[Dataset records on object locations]
┄┄┄┄┄┄┄┄┄┄┄┄┄┄┄┄┄┄┄┄

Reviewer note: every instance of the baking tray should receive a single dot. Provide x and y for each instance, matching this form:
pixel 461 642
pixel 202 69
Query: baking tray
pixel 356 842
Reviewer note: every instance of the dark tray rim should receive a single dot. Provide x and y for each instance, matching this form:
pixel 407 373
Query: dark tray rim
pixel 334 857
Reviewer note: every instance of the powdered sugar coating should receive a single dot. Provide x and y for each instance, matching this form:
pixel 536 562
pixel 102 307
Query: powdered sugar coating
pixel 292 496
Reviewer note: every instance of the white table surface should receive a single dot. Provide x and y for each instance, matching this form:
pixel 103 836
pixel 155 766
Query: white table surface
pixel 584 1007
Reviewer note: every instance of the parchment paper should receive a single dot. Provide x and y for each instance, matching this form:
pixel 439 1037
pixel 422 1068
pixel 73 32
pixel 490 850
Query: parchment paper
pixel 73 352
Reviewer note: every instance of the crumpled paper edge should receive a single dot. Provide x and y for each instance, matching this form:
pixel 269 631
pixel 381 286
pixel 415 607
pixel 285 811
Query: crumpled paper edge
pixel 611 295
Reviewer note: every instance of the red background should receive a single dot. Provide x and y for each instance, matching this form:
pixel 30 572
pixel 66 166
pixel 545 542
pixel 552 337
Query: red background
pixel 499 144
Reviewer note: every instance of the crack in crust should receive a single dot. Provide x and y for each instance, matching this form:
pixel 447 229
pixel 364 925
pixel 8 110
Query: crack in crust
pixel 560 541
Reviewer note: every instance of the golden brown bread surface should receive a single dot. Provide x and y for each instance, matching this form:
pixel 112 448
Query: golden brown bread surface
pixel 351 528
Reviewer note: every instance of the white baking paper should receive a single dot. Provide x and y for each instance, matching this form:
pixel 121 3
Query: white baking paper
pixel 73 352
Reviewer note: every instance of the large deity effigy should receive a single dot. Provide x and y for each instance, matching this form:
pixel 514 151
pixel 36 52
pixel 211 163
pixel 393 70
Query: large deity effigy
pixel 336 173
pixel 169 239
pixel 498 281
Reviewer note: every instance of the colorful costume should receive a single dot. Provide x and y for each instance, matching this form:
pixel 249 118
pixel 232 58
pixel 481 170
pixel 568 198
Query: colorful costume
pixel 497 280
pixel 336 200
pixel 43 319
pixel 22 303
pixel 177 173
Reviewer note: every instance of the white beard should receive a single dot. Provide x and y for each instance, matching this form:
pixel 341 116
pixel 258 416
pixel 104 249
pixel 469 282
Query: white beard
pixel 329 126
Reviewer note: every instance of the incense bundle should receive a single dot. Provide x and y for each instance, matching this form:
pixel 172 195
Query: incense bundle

┄┄┄┄┄┄┄┄┄┄┄┄┄┄┄┄┄┄┄┄

**What you need to do**
Reproduce the records verbatim, starting with the line that contains "Reviewer note: every instance of the white beard" and continuing through the end of the records.

**Task result**
Reviewer note: every instance of the white beard should receive a single dot. Provide x and y for each instance, matching this form:
pixel 341 116
pixel 258 416
pixel 104 249
pixel 469 282
Query: white beard
pixel 329 126
Reviewer note: every instance of the incense bundle should receive a single dot. Provide x and y for each instance, matching this form:
pixel 172 195
Query: incense bundle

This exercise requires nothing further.